■ Given data:
########################################
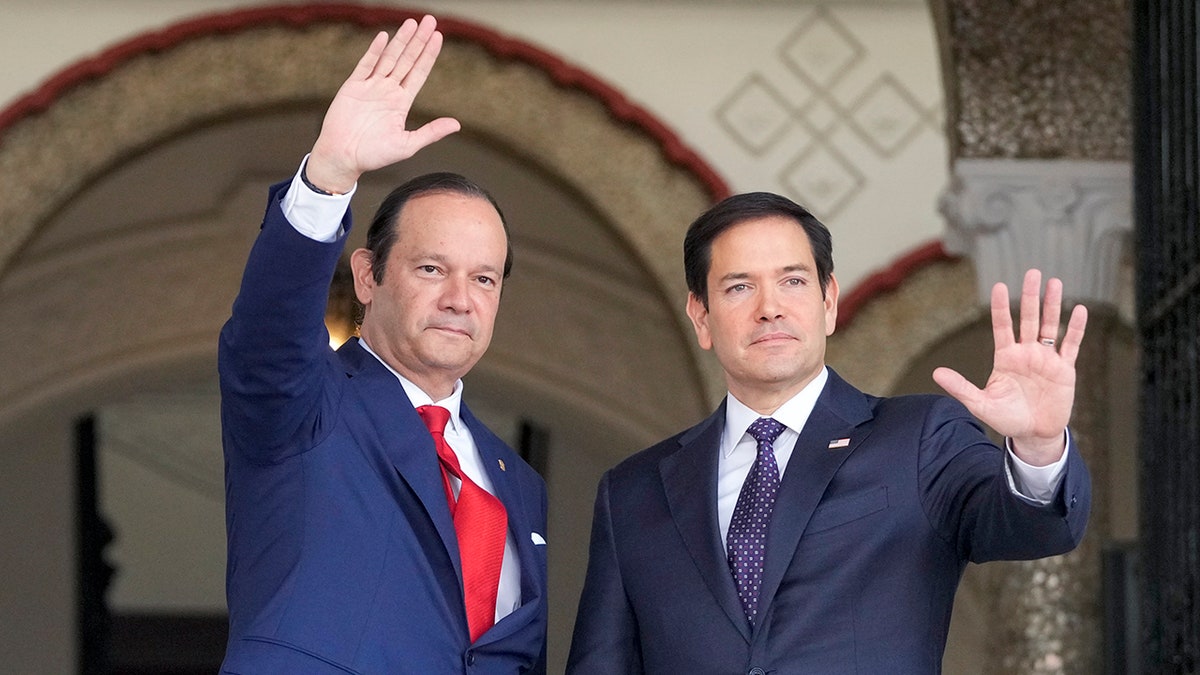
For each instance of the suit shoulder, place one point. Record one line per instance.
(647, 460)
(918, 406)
########################################
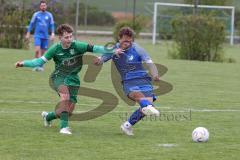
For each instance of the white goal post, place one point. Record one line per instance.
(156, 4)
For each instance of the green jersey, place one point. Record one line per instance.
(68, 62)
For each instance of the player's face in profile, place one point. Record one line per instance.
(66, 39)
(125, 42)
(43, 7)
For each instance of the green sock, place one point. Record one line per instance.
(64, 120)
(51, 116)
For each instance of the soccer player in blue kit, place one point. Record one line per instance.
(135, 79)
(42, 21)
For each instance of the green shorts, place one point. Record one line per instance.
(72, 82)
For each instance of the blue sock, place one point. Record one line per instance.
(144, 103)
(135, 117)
########################################
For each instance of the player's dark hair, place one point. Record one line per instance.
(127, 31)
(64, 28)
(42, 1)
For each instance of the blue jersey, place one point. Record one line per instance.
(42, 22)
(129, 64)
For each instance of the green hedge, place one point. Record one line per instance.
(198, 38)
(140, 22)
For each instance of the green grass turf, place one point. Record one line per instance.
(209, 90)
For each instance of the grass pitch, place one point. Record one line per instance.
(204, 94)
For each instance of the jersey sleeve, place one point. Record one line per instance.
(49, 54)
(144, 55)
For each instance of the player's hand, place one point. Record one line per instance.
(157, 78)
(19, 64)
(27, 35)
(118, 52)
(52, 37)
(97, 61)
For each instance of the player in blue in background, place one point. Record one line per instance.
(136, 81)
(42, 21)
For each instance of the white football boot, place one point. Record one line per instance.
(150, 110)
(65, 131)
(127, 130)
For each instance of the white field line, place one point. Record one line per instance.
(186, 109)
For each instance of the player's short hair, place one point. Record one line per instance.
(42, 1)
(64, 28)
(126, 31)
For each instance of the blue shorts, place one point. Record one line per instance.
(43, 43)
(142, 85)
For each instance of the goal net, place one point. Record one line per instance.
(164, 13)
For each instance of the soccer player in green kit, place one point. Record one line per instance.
########################################
Above are the records; print exactly the lines from the line with "For each instance of the goal" to the line with "For each instance of the soccer player in green", including both, and nothing else.

For each instance of the goal net, place one point. Record one line per instance.
(164, 13)
For each instance of the soccer player in green kit, place one point. Record one line per instance.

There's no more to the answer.